Exercise: Collect every line in the records below that contains the string "suit", treating uppercase and lowercase as distinct.

Data to use:
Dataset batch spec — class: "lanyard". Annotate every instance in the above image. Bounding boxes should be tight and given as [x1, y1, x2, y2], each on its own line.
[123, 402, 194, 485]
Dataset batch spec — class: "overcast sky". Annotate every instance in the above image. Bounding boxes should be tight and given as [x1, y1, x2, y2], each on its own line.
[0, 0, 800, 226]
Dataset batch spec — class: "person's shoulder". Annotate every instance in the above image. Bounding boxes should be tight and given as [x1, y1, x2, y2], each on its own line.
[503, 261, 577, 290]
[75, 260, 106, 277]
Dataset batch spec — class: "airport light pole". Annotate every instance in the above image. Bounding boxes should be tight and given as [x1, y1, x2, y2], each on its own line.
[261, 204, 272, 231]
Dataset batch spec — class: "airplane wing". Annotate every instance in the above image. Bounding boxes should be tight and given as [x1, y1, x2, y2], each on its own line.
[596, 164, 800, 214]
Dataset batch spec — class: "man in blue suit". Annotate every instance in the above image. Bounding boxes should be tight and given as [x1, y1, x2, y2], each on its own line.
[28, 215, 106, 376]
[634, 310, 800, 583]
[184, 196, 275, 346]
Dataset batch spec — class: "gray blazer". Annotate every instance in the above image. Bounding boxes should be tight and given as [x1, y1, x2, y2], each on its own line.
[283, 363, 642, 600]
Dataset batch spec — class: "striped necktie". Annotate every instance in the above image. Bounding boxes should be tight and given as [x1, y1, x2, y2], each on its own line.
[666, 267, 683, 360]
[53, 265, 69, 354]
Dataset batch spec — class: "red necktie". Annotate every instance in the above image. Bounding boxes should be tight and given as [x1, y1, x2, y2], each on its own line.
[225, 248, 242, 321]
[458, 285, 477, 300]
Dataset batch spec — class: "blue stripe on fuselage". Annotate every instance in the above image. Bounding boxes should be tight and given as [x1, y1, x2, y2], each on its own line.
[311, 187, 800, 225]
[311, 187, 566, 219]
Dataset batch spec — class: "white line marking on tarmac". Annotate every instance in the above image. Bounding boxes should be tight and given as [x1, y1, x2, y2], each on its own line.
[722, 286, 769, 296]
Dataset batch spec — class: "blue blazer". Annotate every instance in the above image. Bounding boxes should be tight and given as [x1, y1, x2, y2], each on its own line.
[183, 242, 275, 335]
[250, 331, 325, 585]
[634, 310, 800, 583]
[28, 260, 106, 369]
==
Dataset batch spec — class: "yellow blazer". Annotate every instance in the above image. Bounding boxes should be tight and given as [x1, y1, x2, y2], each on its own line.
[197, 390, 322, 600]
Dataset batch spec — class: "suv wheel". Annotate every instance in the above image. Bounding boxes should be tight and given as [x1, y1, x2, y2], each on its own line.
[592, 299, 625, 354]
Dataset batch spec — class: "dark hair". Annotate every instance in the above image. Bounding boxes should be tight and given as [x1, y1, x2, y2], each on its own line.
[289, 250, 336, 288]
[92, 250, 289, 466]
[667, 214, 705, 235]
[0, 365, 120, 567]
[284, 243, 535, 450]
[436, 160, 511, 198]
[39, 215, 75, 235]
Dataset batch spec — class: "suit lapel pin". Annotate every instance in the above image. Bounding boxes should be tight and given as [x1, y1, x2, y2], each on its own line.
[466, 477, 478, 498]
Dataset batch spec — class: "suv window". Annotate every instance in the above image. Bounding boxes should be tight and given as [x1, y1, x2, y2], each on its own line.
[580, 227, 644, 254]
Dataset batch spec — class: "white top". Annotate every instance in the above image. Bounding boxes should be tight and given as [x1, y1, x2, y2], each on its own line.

Result of the task:
Dataset batch spec — class: "man in blue suit". Annotate every instance in the above image. Bounding boxes should be tight and given as [x1, y1, x2, y2], each on its own line.
Dataset batch spec — class: "suit lapel pin". Annotate every instance in the above image. Bounding boxes should be tight and given as [x1, y1, x2, y2], each on its own line.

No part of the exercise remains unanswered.